Restate all of the data exactly.
* Start *
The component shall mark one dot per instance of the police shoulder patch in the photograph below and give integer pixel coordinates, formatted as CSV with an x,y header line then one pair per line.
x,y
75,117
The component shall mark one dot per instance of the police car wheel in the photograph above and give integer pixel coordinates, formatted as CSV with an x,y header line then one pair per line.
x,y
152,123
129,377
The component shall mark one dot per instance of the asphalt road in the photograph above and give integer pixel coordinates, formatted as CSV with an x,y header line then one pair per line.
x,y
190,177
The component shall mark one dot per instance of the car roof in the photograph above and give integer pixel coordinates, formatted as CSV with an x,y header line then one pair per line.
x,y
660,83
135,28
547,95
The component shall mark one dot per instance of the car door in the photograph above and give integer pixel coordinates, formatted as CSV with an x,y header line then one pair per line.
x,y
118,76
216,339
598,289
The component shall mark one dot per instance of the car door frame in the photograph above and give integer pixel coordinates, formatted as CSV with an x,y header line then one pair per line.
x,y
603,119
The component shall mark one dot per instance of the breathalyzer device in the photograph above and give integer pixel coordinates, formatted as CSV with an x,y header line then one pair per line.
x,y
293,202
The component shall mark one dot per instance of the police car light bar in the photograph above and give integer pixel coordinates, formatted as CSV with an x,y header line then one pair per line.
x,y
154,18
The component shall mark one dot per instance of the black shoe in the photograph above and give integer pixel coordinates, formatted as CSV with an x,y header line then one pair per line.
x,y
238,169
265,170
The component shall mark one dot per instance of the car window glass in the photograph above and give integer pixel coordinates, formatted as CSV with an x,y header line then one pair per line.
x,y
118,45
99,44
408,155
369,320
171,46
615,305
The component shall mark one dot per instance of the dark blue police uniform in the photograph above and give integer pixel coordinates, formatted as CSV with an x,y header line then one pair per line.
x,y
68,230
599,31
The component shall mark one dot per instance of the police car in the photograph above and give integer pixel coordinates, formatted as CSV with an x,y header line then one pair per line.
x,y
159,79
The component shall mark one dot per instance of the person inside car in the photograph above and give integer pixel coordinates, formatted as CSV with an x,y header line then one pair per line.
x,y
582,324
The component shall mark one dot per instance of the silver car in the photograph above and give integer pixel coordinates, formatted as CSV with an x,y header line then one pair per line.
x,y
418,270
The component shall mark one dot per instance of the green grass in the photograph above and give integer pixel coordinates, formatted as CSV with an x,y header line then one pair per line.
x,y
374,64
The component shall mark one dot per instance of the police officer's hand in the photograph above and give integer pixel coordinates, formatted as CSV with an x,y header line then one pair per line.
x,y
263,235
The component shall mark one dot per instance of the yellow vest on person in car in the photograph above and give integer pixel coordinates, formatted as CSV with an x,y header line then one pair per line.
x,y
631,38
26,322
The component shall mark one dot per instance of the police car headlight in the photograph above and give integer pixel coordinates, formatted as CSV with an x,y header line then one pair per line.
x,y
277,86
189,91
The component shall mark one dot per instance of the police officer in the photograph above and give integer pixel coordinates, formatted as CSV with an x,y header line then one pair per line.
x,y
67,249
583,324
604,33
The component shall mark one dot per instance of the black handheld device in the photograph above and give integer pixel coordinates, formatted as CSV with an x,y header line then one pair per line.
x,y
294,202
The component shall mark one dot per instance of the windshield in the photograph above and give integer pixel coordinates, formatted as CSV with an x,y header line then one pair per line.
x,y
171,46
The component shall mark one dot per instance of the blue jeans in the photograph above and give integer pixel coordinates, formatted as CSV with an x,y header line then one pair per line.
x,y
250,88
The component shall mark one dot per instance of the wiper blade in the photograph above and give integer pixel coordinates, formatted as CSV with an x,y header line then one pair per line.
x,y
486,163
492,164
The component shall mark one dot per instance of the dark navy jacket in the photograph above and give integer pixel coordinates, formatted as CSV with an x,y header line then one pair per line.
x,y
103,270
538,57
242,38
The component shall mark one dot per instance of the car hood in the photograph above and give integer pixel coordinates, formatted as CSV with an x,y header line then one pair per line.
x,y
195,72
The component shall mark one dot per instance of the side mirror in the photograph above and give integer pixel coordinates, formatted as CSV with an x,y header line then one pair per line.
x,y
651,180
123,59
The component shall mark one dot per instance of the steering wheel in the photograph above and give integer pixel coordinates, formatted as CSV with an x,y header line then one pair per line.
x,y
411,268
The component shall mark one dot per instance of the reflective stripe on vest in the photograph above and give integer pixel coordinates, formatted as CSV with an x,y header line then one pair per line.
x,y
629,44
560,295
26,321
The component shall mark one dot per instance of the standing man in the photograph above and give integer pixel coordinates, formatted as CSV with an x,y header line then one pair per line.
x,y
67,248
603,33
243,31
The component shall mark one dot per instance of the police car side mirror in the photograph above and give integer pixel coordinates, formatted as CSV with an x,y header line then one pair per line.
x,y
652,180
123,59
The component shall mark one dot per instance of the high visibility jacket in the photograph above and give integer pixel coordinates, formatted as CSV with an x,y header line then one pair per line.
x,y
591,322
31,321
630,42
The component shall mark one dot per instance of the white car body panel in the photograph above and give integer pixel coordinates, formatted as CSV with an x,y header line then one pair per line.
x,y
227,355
* End *
• OUTPUT OF THE EXERCISE:
The component shall mark one dot per instance of the police shoulder patch in the photograph below and give integer pixel coordinates, formatted as CSV with an x,y header line then one pair per line.
x,y
75,117
The component shall mark one dot per instance of the police car wheel in the photograph above and give integer pixel coordinates, formatted as CSV with an x,y header line then one pair per line.
x,y
152,123
129,377
The component shall mark one dot per instance of the asphalt road in the photograph above and give integer pixel coordinates, formatted as CSV with an x,y header line then one pair per line.
x,y
190,177
The component shall mark one dot per instance of the car roof in the photograph above and give integer pixel coordinates, formatted as CSV with an x,y header line then one pair per line.
x,y
660,83
135,28
547,95
The component shall mark one dot per instance of the car door in the photograph above and give integer pixel coordinates, formatted as CSV with an x,y header line then one pair per line.
x,y
118,76
216,339
598,289
The component shall mark one dot per instance of the car door frame in the photograph above and give integer pixel coordinates, formatted as CSV with an x,y header line then one pair per line.
x,y
603,119
The component shall mark one dot per instance of the breathalyzer device in the photograph above and give integer pixel coordinates, formatted as CSV with an x,y header line then one pair per line.
x,y
293,202
The component shall mark one dot per instance of the police car light bar in the photograph above and give integer pixel coordinates, formatted as CSV with an x,y header line then one pair per line.
x,y
154,18
The component shall mark one dot per instance of the black shoe in the photograph above and give integer pixel coordinates, formatted as CSV with an x,y header line then one pair per line.
x,y
238,169
265,170
The component shall mark one dot per instance of the car window glass in the photograph above and give integer pixel coordinates, formatted as CSV with an x,y header line then one pair per line.
x,y
118,45
99,44
408,155
369,320
171,46
615,305
The component shall mark one dot per instance of the dark blue police uniform in the photograph above and give integer pixel coordinates, formatted as CSV with an x,y header line then one pair per line.
x,y
68,230
599,31
The component shall mark one dot per instance of the police car in the photograph above and give integer pixel coordinates, formatted as CSV with an x,y header line then one pair per line.
x,y
159,79
The component shall mark one dot per instance of the person inside car in the photograph above and give integer pixel coordinates, formatted as CSV with an x,y header line then one pair per line.
x,y
582,324
The component shall mark one dot per instance of the silver car in the photograph above and give integer pixel coordinates, formatted as CSV with an x,y header line then one pair per line.
x,y
418,270
The component shall mark one dot per instance of the green grass in the photograph above and give integer pixel coordinates, formatted as CSV with an x,y header line then one pair per line.
x,y
374,64
The component shall mark one dot per instance of the police officer's hand in the photograph above and give integer pixel coordinates, formatted as CSV with an x,y header line then one pair per line.
x,y
263,235
The component shall mark one dot per instance of the yellow vest on person in car in the photograph above and give integer pixel coordinates, formatted as CSV with an x,y header line then one pair per line.
x,y
631,38
26,322
The component shall mark one dot per instance of the police car headlight in the photograph above and give integer pixel coordinates, formatted as CSV with an x,y header line then one pair per line.
x,y
277,86
189,91
The component shall mark one dot per instance of the police officer in the photograph above and give integer pixel coordinates, formatted as CSV with an x,y header line then one pair per line.
x,y
67,249
583,324
604,33
The component shall mark one dot per instance of the black handheld device in the photograph above and give integer pixel coordinates, formatted as CSV with an x,y header line then one pair per line.
x,y
294,202
The component shall mark one dot per instance of the windshield in the photograph above and give integer pixel coordinates, formatted as CSV with an x,y header line then one pair per line.
x,y
171,46
The component shall mark one dot per instance of the blue jeans in the photograph above and give integer pixel coordinates, formatted as CSV with an x,y header line then one pair per line.
x,y
250,88
The component shall mark one dot per instance of the wiper blade in the photograph above and give integer pixel coordinates, formatted as CSV with an x,y header line then one pair per line.
x,y
486,163
492,164
The component shall mark one dot per instance of the dark navy jacket in the photograph above and give integer pixel coordinates, formatted as CSV with an x,y header line then one pair per line.
x,y
103,270
538,57
242,38
The component shall mark one dot per instance of the car hood in the photograph above and give integer pixel coordinates, formatted as CSV with an x,y header line then one pair per line.
x,y
195,72
The component shall mark one dot per instance of the side mirror in the photograph above and give integer pixel coordinates, formatted as CSV with an x,y header line then one pair per line.
x,y
651,180
123,59
The component shall mark one dot per instance of the steering wheel in the photograph above and give integer pixel coordinates, formatted as CSV with an x,y header line then one pair per line.
x,y
411,268
The component shall mark one dot per instance of the reflective stripe on vest in the photograph above and give integer pixel coordinates, formatted as CSV with an x,y header line then one pair per line.
x,y
629,44
560,295
26,321
The component shall mark one dot per instance of the standing man in the photograph above and give integer pixel coordinates, formatted as CSV with an x,y header line then one pair per line.
x,y
67,248
603,33
243,31
The component shall mark one dot per instance of the police car side mirror in the photograph above and give integer pixel coordinates, formatted as CSV with an x,y header line then one pair per line.
x,y
652,180
123,59
The component shall mark one dot per instance of the high visibility jacket in the photograph above and give integer pixel coordinates, formatted as CSV with an x,y header line then one pair per line.
x,y
591,322
31,321
630,42
The component shall mark one dot per instance of the white car body panel in the photograph above and give integer pixel coordinates, formatted as CSV with an x,y header line then one pair per line.
x,y
227,355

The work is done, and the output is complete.